- [JOB]:
Show every line of the data below that contains the word "brown", matching case exactly.

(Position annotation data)
-=-=-=-=-
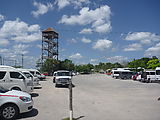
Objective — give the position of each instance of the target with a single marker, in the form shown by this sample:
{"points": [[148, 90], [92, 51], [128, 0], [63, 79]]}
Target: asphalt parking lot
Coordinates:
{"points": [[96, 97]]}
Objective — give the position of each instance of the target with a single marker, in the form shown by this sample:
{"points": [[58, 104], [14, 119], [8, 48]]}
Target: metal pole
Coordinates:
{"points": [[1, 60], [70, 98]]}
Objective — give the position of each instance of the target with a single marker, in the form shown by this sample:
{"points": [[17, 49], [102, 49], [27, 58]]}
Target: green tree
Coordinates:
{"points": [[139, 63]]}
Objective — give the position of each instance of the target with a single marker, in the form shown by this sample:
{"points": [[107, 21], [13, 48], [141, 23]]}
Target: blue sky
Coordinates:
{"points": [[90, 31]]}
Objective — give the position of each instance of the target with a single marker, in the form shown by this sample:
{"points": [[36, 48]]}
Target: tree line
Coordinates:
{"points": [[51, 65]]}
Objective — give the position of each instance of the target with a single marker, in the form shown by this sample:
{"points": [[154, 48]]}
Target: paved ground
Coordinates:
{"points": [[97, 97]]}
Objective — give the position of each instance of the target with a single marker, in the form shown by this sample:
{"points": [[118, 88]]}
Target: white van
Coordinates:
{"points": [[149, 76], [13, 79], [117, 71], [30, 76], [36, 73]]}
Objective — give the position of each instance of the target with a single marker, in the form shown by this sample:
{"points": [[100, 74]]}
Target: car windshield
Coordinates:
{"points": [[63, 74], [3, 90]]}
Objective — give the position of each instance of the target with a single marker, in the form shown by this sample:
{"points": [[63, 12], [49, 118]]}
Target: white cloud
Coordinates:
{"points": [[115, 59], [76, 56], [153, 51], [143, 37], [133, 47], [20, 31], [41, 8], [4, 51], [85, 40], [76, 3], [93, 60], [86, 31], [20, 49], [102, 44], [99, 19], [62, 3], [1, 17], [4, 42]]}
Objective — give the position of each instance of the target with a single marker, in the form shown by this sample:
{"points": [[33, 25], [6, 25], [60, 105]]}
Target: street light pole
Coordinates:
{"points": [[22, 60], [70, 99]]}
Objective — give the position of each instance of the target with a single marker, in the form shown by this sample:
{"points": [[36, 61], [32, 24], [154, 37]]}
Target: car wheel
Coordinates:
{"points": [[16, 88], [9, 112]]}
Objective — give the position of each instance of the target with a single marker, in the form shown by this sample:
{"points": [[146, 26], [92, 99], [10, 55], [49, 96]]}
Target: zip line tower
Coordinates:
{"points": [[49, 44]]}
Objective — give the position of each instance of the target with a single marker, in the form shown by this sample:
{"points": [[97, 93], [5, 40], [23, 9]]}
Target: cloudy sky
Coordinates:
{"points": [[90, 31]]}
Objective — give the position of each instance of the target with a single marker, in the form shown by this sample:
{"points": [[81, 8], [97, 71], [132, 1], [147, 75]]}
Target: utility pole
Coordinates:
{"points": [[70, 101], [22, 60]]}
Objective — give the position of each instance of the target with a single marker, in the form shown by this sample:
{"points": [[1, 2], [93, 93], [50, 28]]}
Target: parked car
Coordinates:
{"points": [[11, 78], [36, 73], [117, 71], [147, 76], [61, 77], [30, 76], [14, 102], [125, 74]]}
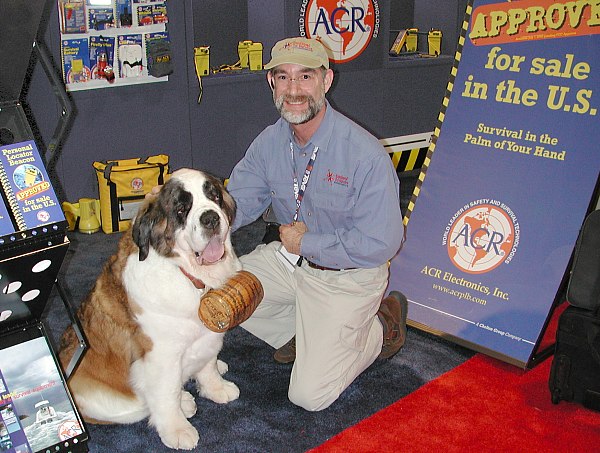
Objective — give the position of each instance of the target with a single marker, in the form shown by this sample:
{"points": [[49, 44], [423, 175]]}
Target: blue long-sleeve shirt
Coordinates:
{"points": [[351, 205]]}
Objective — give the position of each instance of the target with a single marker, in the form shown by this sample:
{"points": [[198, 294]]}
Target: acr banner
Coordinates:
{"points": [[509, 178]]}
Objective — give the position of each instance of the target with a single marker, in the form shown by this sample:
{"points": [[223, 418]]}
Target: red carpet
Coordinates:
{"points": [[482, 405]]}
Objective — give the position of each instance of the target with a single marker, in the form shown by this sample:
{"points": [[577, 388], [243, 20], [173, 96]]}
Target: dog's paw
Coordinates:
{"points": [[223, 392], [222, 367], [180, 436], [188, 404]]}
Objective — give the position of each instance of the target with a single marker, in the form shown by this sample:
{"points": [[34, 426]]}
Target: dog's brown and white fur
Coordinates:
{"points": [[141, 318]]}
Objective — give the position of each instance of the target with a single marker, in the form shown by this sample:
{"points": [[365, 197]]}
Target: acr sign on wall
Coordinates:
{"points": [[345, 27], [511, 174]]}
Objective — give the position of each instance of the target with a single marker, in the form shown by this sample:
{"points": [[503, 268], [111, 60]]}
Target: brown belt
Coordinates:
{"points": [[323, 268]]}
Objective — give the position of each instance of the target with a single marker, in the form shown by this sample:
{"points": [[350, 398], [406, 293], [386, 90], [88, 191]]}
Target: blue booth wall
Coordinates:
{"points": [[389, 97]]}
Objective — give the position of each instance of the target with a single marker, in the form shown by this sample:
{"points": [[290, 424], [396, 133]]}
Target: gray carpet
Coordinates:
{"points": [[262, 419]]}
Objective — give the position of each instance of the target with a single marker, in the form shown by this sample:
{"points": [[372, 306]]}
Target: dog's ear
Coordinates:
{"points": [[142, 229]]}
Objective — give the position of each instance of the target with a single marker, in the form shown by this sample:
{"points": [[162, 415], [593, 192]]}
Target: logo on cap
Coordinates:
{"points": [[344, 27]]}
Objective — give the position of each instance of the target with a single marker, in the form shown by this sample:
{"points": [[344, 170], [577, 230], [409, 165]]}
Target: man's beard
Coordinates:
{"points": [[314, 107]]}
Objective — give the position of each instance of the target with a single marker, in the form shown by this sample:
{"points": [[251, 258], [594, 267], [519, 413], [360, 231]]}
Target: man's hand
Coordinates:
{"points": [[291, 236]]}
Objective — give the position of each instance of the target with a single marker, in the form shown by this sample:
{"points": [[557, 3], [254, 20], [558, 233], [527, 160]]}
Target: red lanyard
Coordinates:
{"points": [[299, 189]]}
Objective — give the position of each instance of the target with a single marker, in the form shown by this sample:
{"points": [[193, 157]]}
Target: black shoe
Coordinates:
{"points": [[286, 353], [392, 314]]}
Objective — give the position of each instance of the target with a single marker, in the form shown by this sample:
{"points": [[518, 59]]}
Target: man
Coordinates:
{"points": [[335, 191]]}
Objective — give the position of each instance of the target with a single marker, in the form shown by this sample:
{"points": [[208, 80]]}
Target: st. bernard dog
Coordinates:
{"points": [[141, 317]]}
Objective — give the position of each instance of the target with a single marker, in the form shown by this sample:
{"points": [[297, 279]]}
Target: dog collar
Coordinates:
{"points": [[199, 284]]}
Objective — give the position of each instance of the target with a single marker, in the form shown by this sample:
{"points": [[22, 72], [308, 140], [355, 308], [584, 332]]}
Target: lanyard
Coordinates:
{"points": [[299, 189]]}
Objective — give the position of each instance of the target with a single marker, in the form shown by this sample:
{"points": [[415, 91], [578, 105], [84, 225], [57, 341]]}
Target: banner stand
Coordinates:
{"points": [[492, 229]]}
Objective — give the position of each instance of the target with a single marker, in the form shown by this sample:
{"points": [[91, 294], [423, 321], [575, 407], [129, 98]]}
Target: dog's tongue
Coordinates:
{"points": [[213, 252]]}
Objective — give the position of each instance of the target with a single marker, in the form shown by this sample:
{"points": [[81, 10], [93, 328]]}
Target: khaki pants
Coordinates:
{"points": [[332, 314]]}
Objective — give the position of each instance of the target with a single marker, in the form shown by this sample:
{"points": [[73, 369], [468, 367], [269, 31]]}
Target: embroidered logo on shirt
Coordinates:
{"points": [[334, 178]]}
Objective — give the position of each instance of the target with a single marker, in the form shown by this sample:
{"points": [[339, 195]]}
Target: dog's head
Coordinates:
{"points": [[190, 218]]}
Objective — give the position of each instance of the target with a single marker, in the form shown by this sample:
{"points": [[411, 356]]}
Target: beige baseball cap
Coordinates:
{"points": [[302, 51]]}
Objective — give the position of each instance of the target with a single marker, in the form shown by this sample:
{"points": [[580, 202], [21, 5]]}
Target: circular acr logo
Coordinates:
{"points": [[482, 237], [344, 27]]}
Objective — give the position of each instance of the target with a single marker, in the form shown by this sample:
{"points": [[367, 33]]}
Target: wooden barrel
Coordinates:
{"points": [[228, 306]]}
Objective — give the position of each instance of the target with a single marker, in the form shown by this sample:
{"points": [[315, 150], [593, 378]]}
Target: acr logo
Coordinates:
-=-=-=-=-
- [THE RESPONSE]:
Target: dog's brown and white fur
Target: brown belt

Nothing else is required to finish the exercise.